▸ **TESTO FORNITO**
>>>

Ad un’“Italia demograficamente in caduta libera se risiede e opera all’interno dei confini nazionali, [se ne contrappone] un’altra, sempre più attiva e dinamica, che però guarda quegli stessi confini da lontano”.

L’acquisto della cittadinanza italiana avviene principalmente in due modi: per acquisizione secondo la legge n. 91 del 1992 e per nascita all’estero da genitori italiani. Dal 2006 gli italiani nati all’estero sono aumentati del 167% e “si tratta di italiani che restituiscono un volto ancor più composito del nostro Paese rendendolo sempre più interculturale e sempre più transnazionale”.

Degli oltre 5,8 milioni di italiani residenti all’estero e iscritti all’AIRE, i giovani tra i 14 e i 34 anni sono il 21%. I giovani adulti (età compresa tra i 35 e i 49) rappresentano il 23,2% del totale. Gli adulti maturi (tra i 50 e i 64 anni) il 19,4%, mentre gli anziani con più di 75 anni l’11,4.

Ben 2,7 milioni (47%) sono partiti dal Meridione; il 37,2% provengono dal Settentrione, mentre il 15,7% dal Centro.

Gli italiani all’estero sono presenti in tutti i Paesi del Mondo, ma particolarmente in Europa (39,8%); segue il continente americano, con prevalenza per il Sud America (32,2%).

Il Rapporto segnala, comunque, un rallentamento delle partenze per il 2021, dovuto alla pandemia da covid-19, con 25.747 iscrizioni all’AIRE in meno rispetto al 2020. Ed a partire sono stati prevalentemente maschi (54,7%) e giovani tra i 18 e i 34 anni (41,6%), con una percentuale che tra i giovani adulti (35-49 anni) è risultata del 23,9%.

Viene messo in rilievo come dei 194 mila stranieri che dal 2012 al 2020 hanno ottenuto la cittadinanza italiana, ben 107 mila persone hanno trasferito la residenza all’estero. Ciò “dà l’indicazione di un sostanziale contributo di ‘nuovi italiani’ all’aumento degli espatri”; e tra questi “nuovi” italiani, i più giovani sono coloro che mostrano la maggiore propensione alla mobilità”.

<<<

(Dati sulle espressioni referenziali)
>>>

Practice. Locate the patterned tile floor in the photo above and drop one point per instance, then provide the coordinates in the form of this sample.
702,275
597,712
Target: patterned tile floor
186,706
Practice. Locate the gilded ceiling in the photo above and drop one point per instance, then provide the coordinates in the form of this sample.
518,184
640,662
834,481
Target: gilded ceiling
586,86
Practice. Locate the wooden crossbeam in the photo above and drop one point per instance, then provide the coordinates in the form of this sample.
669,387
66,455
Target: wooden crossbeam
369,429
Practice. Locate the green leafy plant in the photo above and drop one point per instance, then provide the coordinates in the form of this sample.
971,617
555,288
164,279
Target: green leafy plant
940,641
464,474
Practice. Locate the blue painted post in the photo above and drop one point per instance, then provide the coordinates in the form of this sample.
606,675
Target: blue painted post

<<<

Secondo il testo, di quale percentuale sono aumentati dal 2006 gli italiani nati all'estero? Le righe non servono a questo esercizio.

▸ **RISPOSTA**
Del 167%.